» **PROBLEMS TO WORK ON**
1. In the traffic dual-stream join guide, why does the scenario join vehicle flow with accident counts? Answer in one to three sentences.
2. Name every table described in the traffic dual-stream join guide, and state what each one holds.
3. Carry the traffic dual-stream join guide forward past its first operation step.

» **DOCUMENT**
+++
Use Case 3: Dual-Stream Join for Traffic Data

"Dual-stream JOIN" refers to joining two real-time data streams on a common key to combine and analyze data from both sources. YMatrix stream computing supports incremental JOIN operations on newly arriving data. We will demonstrate this using a real-time traffic monitoring scenario, where joining vehicle flow and accident counts enables rapid road condition assessment and early warning based on predefined thresholds.


Table Structure

  • dwd_traffic_flow: Traffic volume data

    Field Description
    id Road ID
    road_n Vehicle count
  • dwd_traffic_event: Accident data

    Field Description
    id Road ID
    traf_n Number of accidents
  • dws_stream_trafficinfo_total: Joined traffic data table

    Field Description
    id Road ID
    road_n Vehicle count
    traf_n Number of accidents

--- SPLIT ---

Operations

  1. First, create table dwd_traffic_flow and table dwd_traffic_event to store data streams for road traffic volume and traffic incidents, respectively.
+++
» **DATASET EXCERPT**

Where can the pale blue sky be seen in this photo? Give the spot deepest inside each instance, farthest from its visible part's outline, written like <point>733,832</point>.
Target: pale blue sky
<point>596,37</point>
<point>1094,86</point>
+++
» **EXPECTED ANSWERS**
1. Joining vehicle flow with accident counts allows rapid assessment of road conditions. It also allows early warnings based on predefined thresholds.

2.
- dwd_traffic_flow: traffic volume data
- dwd_traffic_event: accident data
- dws_stream_trafficinfo_total: joined traffic data

3.
     CREATE TABLE dwd_traffic_flow (
         id int,
         road_n int
     )
     DISTRIBUTED BY (id);
     CREATE INDEX ON dwd_traffic_flow (id);
    
     CREATE TABLE dwd_traffic_event (
         id int,
         traf_n int
     )
     DISTRIBUTED BY (id);
     CREATE INDEX ON dwd_traffic_event (id);
  2. Next, create stream dws_stream_trafficinfo_total, defined as a streaming JOIN between table dwd_traffic_flow and table dwd_traffic_event. This means the stream result updates in real time whenever either the road traffic data or incident data changes.

     CREATE STREAM dws_stream_trafficinfo_total(id, road_n, traf_n)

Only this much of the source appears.